=== Gestellte Aufgabe 1 ===
Beschreiben Sie anhand des Ausgangstextes in höchstens drei Sätzen, wie das Verfahren nach der Super-301-Klausel abläuft, von der jährlichen Liste bis zu möglichen Sanktionen.

Clinton rüstet zum Handelskrieg

■ Japan soll zum Importieren gezwungen werden / Die Super-301-Klausel gegen „unfaire Handelspraktiken“ wirkte in der Vergangenheit durch Abschreckung

Washington/Tokio (taz/AFP/ dpa) – Für den Handelskrieg gegen Japan hat US-Präsident Bill Clinton das schwerste Geschütz aus der Waffenkammer aufgefahren. Nach einem Telefongespräch mit Japans Ministerpräsident Morihiro Hosokawa erneuerte Clinton die Super-301-Klausel, nach der die USA Handelssanktionen gegen andere Staaten verhängen können, die „unfairer Handelspraktiken“ beschuldigt werden.

Die Clinton-Regierung wirft Japan vor, seinen Markt für Importe aus den USA abzuschotten und die ausländische Konkurrenz zu diskriminieren. Besonders in den Bereichen Kraftfahrzeuge, Kommunikations- und Medizintechnik, in denen die USA besonders viel aus Japan einführen, ist umgekehrt der japanische Markt dicht. Beispielsweise gingen 1991 im Telekommunikationssektor nur fünf Prozent aller öffentlichen Aufträge in Japan an ausländische Anbieter, während es in Deutschland 22 Prozent waren.

Insgesamt kauften US-Amerikaner 1993 für 105,4 Milliarden Dollar japanische Waren, Japaner aber nur für 55,2 Milliarden Dollar USA-Produkte. Im Januar hat der japanische Überschuß 6,8 Milliarden Dollar betragen. Das ist ein Anstieg um 30 Prozent im Vergleich zum Januar 1993, aber deutlich weniger als der Überschuß von 12,6 Milliarden Dollar im Dezember.

Die Waffe Super-301, 1988 vom US-Kongreß für zunächst zwei Jahre beschlossen und Ende 1990 wieder eingemottet, soll nun die Marktöffnung erzwingen. Die Klausel verlangt von der US-Regierung, jährlich eine Liste unfairer Handelspraktiken in einzelnen Ländern vorzulegen, die vermeintlich US-Exporte diskriminieren. Die USA sollten dann mit diesen Handelssündern Verhandlungen führen. Falls die Probleme nicht innerhalb von 18 Monaten zur Zufriedenheit der USA gelöst werden, kann die US-Regierung Sanktionen verhängen – etwa Zölle von 100 Prozent auf ausgewählte Importe aus dem Land, das sich nicht den US-amerikanischen Forderungen gebeugt hat.

=== Gestellte Aufgabe 2 ===
Ermitteln Sie, in wie vielen Zeilen der Datensätze die Zeichenfolge „statue“ vorkommt, wobei Groß- und Kleinschreibung zählt. Nennen Sie nur die Zahl.

=== Bereitgestelltes Material ===

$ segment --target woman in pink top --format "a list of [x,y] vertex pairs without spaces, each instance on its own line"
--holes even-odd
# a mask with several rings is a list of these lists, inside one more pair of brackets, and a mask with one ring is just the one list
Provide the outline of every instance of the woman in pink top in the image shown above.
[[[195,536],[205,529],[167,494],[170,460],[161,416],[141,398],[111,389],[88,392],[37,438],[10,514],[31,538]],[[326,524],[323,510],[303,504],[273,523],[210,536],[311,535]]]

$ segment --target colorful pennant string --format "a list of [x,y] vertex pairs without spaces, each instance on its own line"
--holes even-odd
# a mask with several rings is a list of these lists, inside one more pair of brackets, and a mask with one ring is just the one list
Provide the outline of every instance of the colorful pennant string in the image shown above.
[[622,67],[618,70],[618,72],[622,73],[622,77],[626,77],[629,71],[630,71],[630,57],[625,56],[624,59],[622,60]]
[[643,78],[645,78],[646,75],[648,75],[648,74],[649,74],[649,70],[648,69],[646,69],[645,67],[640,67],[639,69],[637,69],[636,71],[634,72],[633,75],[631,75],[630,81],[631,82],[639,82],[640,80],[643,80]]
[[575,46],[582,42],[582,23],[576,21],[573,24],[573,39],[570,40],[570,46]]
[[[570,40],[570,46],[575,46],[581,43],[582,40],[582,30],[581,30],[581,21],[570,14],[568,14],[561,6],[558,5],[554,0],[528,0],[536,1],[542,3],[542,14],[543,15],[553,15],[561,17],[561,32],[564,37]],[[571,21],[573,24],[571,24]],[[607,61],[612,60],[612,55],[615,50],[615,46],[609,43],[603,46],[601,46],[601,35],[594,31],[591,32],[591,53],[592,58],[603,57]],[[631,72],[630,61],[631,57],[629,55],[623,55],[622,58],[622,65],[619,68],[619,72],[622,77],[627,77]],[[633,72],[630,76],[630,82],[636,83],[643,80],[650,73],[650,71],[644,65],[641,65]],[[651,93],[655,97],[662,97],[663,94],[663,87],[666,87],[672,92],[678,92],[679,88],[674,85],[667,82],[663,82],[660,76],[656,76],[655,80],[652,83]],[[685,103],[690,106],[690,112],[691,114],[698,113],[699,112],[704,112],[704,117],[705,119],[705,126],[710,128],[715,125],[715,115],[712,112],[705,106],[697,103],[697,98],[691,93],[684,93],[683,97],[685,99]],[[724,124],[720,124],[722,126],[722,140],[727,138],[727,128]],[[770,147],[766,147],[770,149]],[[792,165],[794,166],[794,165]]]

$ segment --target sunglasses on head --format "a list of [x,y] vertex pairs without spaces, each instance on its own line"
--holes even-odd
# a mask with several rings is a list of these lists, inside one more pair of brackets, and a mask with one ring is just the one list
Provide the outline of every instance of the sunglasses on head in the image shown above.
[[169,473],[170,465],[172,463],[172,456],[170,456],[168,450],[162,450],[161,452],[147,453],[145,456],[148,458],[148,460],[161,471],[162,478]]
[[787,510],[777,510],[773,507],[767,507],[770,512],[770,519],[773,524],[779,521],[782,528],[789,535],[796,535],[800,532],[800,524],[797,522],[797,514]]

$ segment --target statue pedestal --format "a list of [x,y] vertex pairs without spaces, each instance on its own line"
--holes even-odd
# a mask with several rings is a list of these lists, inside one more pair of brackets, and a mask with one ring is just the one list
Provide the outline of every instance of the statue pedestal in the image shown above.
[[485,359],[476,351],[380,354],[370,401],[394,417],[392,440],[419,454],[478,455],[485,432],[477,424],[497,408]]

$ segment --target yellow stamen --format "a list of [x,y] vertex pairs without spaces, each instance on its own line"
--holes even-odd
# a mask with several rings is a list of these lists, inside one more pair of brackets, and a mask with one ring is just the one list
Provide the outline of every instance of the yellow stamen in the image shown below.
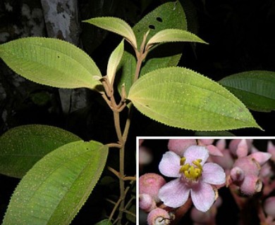
[[185,157],[183,157],[181,159],[181,165],[184,165],[184,162],[185,162],[186,161],[186,158]]
[[184,164],[186,159],[182,158],[181,159],[181,165],[179,172],[183,173],[185,177],[191,180],[197,180],[202,176],[202,166],[200,164],[202,162],[201,159],[197,159],[192,162],[194,165],[190,165],[189,163]]

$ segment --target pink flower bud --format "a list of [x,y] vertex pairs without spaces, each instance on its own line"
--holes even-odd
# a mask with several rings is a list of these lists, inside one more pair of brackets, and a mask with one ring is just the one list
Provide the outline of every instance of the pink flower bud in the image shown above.
[[156,202],[148,194],[140,194],[139,206],[145,212],[150,212],[157,207]]
[[153,156],[150,150],[145,146],[140,146],[139,148],[139,164],[147,165],[149,164],[153,160]]
[[238,145],[236,154],[238,158],[245,157],[248,153],[248,146],[246,140],[243,139]]
[[248,155],[250,158],[254,158],[261,166],[266,163],[271,157],[271,154],[257,152]]
[[[238,146],[239,143],[240,142],[240,139],[234,139],[230,141],[229,143],[229,150],[231,152],[232,154],[237,155],[237,149],[238,149]],[[251,146],[252,146],[252,143],[253,140],[250,140],[247,139],[245,140],[246,143],[248,144],[248,149],[250,150]]]
[[257,176],[250,174],[245,176],[243,183],[240,186],[240,190],[247,195],[252,195],[261,191],[262,187],[262,181]]
[[275,196],[269,197],[265,200],[264,210],[267,215],[275,219]]
[[224,149],[221,150],[221,153],[224,155],[223,157],[211,156],[213,162],[219,164],[224,169],[232,168],[232,166],[234,164],[234,160],[229,150]]
[[226,146],[226,141],[225,139],[220,139],[217,141],[216,143],[216,147],[218,148],[219,150],[225,149]]
[[271,160],[275,162],[275,145],[270,141],[267,143],[267,152],[271,154]]
[[181,156],[191,146],[197,146],[195,139],[170,139],[168,142],[168,149]]
[[164,179],[161,175],[148,173],[140,176],[139,181],[140,194],[148,194],[156,202],[159,202],[159,190],[166,183]]
[[216,148],[215,146],[209,145],[207,146],[205,146],[205,148],[207,148],[207,150],[211,155],[224,156],[221,150],[219,150],[218,148]]
[[233,167],[230,172],[230,176],[233,182],[240,182],[245,179],[245,172],[238,167]]
[[259,174],[260,166],[257,162],[248,157],[238,158],[234,163],[233,167],[238,167],[241,168],[245,172],[245,175],[254,174],[258,176]]
[[167,211],[157,208],[149,213],[147,223],[149,225],[168,225],[170,224],[170,217]]

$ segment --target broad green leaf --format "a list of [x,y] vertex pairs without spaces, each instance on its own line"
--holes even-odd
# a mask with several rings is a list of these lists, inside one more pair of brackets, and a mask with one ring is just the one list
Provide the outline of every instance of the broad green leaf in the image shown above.
[[114,17],[97,17],[83,22],[121,35],[131,43],[134,48],[137,49],[135,34],[131,27],[124,20]]
[[180,29],[166,29],[154,34],[147,42],[147,46],[161,42],[191,41],[207,44],[194,34]]
[[95,224],[94,225],[111,225],[111,224],[112,224],[111,221],[109,221],[109,219],[104,219]]
[[107,155],[106,146],[83,141],[47,155],[16,188],[3,225],[69,224],[97,184]]
[[47,125],[24,125],[0,136],[0,173],[22,178],[42,158],[70,142],[81,140],[62,129]]
[[132,86],[128,98],[142,113],[172,127],[197,131],[260,128],[232,94],[186,68],[145,75]]
[[116,68],[121,62],[124,50],[124,40],[123,40],[116,49],[111,53],[108,61],[107,77],[111,84],[114,83],[114,79],[116,72]]
[[92,59],[74,45],[53,38],[28,37],[0,45],[0,57],[16,72],[48,86],[94,89],[101,73]]
[[254,70],[226,77],[219,82],[250,109],[275,110],[275,72]]
[[[159,6],[146,15],[133,29],[140,46],[149,30],[148,39],[161,30],[172,28],[187,30],[185,14],[178,1],[167,2]],[[182,43],[168,43],[152,50],[142,64],[140,76],[157,68],[176,65],[181,59],[182,49]],[[122,72],[118,87],[120,89],[122,84],[125,84],[128,93],[135,77],[136,60],[135,53],[126,51],[121,60],[123,63],[120,65]]]

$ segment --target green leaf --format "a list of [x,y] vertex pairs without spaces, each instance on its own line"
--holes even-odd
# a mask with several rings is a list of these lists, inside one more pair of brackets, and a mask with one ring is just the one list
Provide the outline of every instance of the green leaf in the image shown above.
[[116,33],[125,37],[134,48],[137,48],[135,34],[130,25],[124,20],[114,17],[97,17],[84,20],[85,22]]
[[42,158],[70,142],[81,140],[62,129],[47,125],[24,125],[0,137],[0,173],[22,178]]
[[109,219],[104,219],[95,224],[94,225],[111,225],[111,224],[112,224],[111,221],[109,221]]
[[128,98],[142,113],[172,127],[197,131],[260,128],[232,94],[186,68],[147,74],[133,85]]
[[16,72],[35,82],[74,89],[94,89],[101,73],[92,58],[56,39],[28,37],[0,45],[0,57]]
[[194,34],[179,29],[166,29],[154,34],[147,42],[147,46],[161,42],[191,41],[207,44]]
[[107,77],[111,84],[114,83],[114,79],[116,72],[116,68],[121,62],[124,50],[124,40],[123,40],[116,49],[111,53],[108,61]]
[[227,131],[196,131],[195,136],[235,136],[235,135]]
[[[161,30],[172,28],[187,30],[185,14],[178,1],[167,2],[157,7],[140,20],[134,26],[133,31],[138,46],[140,46],[144,35],[149,30],[147,38],[150,39]],[[168,43],[152,50],[142,64],[140,76],[157,68],[176,65],[181,59],[182,49],[182,43]],[[120,89],[122,84],[125,84],[128,93],[135,77],[136,60],[135,53],[127,51],[120,65],[122,72],[118,87]]]
[[19,183],[3,225],[69,224],[97,184],[107,155],[106,146],[83,141],[47,155]]
[[226,77],[219,82],[250,109],[275,110],[275,72],[254,70]]

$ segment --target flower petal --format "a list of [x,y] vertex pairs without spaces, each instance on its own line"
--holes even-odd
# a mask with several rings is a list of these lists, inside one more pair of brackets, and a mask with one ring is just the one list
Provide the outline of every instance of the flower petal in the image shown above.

=== Übungsergebnis 1 ===
Die US-Regierung muss jährlich eine Liste unfairer Handelspraktiken einzelner Länder vorlegen, die vermeintlich US-Exporte diskriminieren, und mit diesen Ländern dann verhandeln. Werden die Probleme nicht innerhalb von 18 Monaten zur Zufriedenheit der USA gelöst, kann die US-Regierung Sanktionen verhängen, etwa Zölle von 100 Prozent auf ausgewählte Importe aus dem betreffenden Land.

=== Übungsergebnis 2 ===
2